▶ _Problem_
Reproduce every one of the lines below word for word, keeping their order.

▶ _Dataset rows_
==================================================
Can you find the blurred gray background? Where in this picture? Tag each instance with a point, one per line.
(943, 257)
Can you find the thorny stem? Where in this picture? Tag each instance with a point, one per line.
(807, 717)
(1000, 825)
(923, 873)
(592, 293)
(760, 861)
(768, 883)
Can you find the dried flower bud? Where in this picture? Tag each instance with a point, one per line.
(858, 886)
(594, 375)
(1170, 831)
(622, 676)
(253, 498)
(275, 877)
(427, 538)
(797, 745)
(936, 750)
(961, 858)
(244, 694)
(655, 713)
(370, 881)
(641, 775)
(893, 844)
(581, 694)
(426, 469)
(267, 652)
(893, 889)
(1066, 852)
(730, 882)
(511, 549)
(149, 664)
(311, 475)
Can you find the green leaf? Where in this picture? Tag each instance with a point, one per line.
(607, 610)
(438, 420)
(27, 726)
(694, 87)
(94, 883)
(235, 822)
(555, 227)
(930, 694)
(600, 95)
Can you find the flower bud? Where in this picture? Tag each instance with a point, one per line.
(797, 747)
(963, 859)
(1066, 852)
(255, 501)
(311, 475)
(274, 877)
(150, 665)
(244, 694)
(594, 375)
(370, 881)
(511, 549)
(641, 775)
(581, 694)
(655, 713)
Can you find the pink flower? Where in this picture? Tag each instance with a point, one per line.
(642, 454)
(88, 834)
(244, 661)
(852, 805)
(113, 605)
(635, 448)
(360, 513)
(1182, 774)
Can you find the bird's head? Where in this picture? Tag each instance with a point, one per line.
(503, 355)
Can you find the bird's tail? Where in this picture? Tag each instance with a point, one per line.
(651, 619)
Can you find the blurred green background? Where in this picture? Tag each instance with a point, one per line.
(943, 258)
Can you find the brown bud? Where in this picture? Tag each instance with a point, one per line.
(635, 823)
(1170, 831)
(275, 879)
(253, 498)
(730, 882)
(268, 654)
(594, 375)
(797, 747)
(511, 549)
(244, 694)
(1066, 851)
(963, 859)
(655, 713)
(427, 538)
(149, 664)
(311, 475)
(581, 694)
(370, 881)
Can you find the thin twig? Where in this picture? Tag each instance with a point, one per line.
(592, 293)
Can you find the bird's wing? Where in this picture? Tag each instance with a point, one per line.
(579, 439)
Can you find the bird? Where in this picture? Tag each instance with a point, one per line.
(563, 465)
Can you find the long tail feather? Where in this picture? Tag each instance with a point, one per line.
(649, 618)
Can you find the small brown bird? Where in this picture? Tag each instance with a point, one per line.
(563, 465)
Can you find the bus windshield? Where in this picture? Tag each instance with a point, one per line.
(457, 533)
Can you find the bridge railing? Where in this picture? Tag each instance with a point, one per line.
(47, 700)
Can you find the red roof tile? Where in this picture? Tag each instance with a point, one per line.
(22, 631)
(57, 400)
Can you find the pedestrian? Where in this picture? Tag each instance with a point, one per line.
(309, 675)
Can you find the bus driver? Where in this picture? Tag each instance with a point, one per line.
==================================================
▶ _Final answer_
Can you find the blurred gray background? Where in this picture? Tag each instance with a point, one per line.
(943, 257)
Can you find the thorny stem? Where in this picture? Tag each instance with a point, one per line.
(807, 717)
(1000, 825)
(923, 873)
(592, 293)
(760, 861)
(768, 883)
Can you find the dried flower bud? Where in this picture? Tag each instance with a point, one per line.
(858, 886)
(594, 375)
(1170, 831)
(622, 676)
(253, 498)
(275, 877)
(427, 538)
(797, 745)
(936, 750)
(961, 858)
(244, 694)
(655, 713)
(370, 881)
(641, 775)
(893, 844)
(581, 694)
(426, 469)
(267, 652)
(893, 889)
(1066, 852)
(730, 882)
(511, 549)
(149, 664)
(311, 475)
Can you find the green leaf? Where in this picture? Tag each instance with a point, one per line.
(607, 610)
(438, 420)
(27, 726)
(694, 87)
(94, 883)
(235, 822)
(555, 227)
(930, 694)
(600, 95)
Can you find the flower bud? Where in this picture? Tag each instance with a point, one per line.
(797, 747)
(963, 859)
(1066, 852)
(255, 501)
(311, 475)
(274, 877)
(150, 665)
(244, 694)
(594, 375)
(370, 881)
(511, 549)
(641, 775)
(581, 694)
(655, 713)
Can you find the pink flower? Where in this picture? Tag each instance with a point, one per line.
(642, 454)
(88, 834)
(244, 661)
(852, 805)
(113, 605)
(635, 448)
(360, 513)
(1182, 774)
Can you find the bird's head? Where in this picture? Tag each instance with a point, one per line.
(503, 355)
Can you find the bird's tail? Where in this picture? Tag each instance with a point, one per line.
(651, 619)
Can you find the blurred green background? Where in this picture? Tag each instance with a point, one per line.
(943, 258)
Can you find the brown bud? Where in this picture? Tag each instance with a point, one per line.
(635, 823)
(1170, 831)
(275, 879)
(253, 498)
(730, 882)
(268, 654)
(594, 375)
(797, 747)
(511, 549)
(244, 694)
(1066, 851)
(963, 859)
(655, 713)
(427, 538)
(149, 664)
(311, 475)
(581, 694)
(370, 881)
Can you find the thin twig? Where in this picture? Tag each instance with a point, one per line.
(592, 293)
Can you find the bird's wing? Where in this picture? Tag each instance with a point, one per line.
(579, 439)
Can you find the bird? Where in this picture? Tag each instance with a point, one per line.
(563, 465)
Can you find the long tail feather? Where in this picture? Tag each instance with a point, one per line.
(649, 618)
Can you find the small brown bird? Where in this picture? Tag each instance with a point, one per line.
(563, 465)
Can you find the bus windshield? Where in this picture? Tag each instance with a point, one per line.
(457, 533)
Can you find the bridge railing? Where in this picture? Tag each instance with a point, one per line.
(47, 700)
Can you find the red roof tile? Where in this picture? Tag each instance with a point, one per line.
(22, 631)
(57, 400)
Can you find the pedestrian? Where in this picture? Tag each instance with a point, one per line.
(309, 675)
Can you find the bus driver? Where in this picture? Tag each instance with a point, one per line.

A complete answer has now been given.